Would you copy every record exactly as it stands and drop the pictures?

[Saved data entries]
——————————

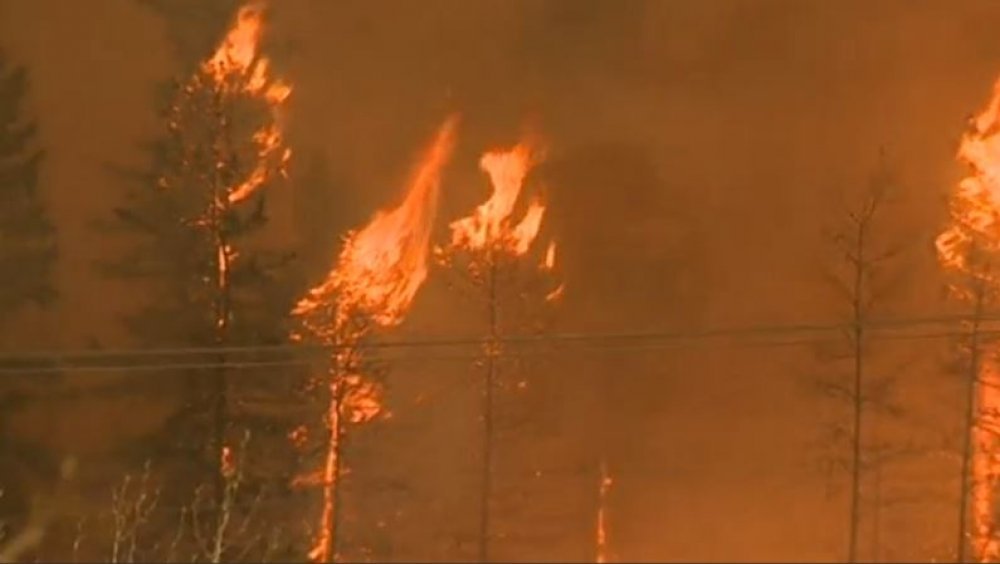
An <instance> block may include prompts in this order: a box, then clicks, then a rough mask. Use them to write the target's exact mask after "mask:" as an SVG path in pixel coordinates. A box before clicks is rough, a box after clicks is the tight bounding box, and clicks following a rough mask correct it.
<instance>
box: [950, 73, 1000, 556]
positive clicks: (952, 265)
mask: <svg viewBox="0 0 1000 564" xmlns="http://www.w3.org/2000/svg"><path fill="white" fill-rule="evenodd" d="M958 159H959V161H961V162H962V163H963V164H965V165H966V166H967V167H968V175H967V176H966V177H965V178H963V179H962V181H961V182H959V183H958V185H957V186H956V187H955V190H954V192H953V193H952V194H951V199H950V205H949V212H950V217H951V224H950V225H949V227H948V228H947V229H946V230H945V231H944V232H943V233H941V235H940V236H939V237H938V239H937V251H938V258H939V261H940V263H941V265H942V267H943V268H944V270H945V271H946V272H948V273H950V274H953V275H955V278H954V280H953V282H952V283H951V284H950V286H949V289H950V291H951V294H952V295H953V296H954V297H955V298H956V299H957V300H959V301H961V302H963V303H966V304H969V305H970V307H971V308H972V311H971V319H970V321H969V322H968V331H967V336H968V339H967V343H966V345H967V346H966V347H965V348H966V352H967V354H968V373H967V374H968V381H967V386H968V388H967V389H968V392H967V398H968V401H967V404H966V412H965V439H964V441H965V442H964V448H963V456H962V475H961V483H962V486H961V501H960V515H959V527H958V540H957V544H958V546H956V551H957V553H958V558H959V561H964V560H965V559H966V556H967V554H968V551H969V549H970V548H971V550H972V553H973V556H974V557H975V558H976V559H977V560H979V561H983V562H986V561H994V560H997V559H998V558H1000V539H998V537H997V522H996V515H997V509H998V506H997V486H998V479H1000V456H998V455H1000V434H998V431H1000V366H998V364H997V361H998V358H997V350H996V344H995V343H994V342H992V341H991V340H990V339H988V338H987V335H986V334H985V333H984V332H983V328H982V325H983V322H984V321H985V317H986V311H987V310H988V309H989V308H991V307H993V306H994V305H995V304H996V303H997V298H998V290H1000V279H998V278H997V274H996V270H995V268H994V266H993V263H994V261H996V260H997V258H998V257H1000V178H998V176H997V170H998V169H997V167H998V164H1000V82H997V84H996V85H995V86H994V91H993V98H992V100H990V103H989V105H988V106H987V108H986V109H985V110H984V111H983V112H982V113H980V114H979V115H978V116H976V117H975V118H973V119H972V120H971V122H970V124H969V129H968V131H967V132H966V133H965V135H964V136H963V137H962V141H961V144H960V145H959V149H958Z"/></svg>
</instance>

——————————

=== WRITTEN ANSWER ===
An <instance> block may include prompts in this order: a box, then clicks, then a rough mask. Use them to write the target's exact mask after "mask:" as an SVG path in pixel coordinates. A box before clicks is rough, a box after clicks is the tight bounding box, and clicks following a rough mask correct it.
<instance>
box: [950, 73, 1000, 556]
positive clicks: (952, 265)
mask: <svg viewBox="0 0 1000 564" xmlns="http://www.w3.org/2000/svg"><path fill="white" fill-rule="evenodd" d="M958 159H959V161H961V162H962V163H963V164H965V165H966V166H967V167H968V175H967V176H966V177H965V178H963V179H962V181H961V182H959V183H958V185H957V186H956V187H955V190H954V192H953V193H952V194H951V199H950V205H949V212H950V217H951V224H950V225H949V227H948V228H947V229H946V230H945V231H944V232H943V233H941V235H940V236H939V237H938V239H937V251H938V258H939V261H940V263H941V265H942V267H943V268H944V270H945V271H946V272H948V273H950V274H953V275H955V278H954V280H953V282H952V283H951V284H950V286H949V289H950V291H951V294H952V295H953V296H954V297H955V298H956V299H957V300H959V301H961V302H963V303H966V304H969V305H970V307H971V308H972V311H971V319H970V321H969V322H968V331H967V336H968V339H967V343H966V345H967V346H966V347H965V348H966V352H967V354H968V373H967V374H968V381H967V386H968V388H967V389H968V392H967V398H968V401H967V404H966V412H965V439H964V441H965V442H964V448H963V456H962V475H961V483H962V486H961V501H960V515H959V527H958V540H957V544H958V546H956V551H957V553H958V558H959V561H964V560H965V559H966V556H967V554H968V551H969V549H970V548H971V550H972V553H973V556H974V557H975V558H976V559H977V560H979V561H983V562H986V561H994V560H997V559H998V558H1000V539H998V537H997V522H996V515H997V509H998V506H997V486H998V479H1000V456H998V455H1000V434H998V431H1000V366H998V364H997V361H998V358H997V350H996V344H995V343H994V342H992V341H991V340H990V339H988V338H987V335H986V334H985V333H984V332H983V328H982V325H983V322H984V321H985V317H986V311H987V310H988V309H989V308H991V307H993V306H994V305H995V304H996V303H997V298H998V290H1000V279H998V278H997V274H996V270H995V268H994V266H993V263H994V261H996V260H997V258H998V257H1000V178H998V176H997V170H998V169H997V167H998V164H1000V82H997V84H996V85H995V86H994V91H993V98H992V100H990V103H989V105H988V106H987V108H986V109H985V110H984V111H983V112H982V113H980V114H979V115H978V116H976V117H975V118H973V119H972V120H971V122H970V124H969V129H968V131H967V132H966V133H965V135H964V136H963V137H962V141H961V144H960V145H959V149H958Z"/></svg>
</instance>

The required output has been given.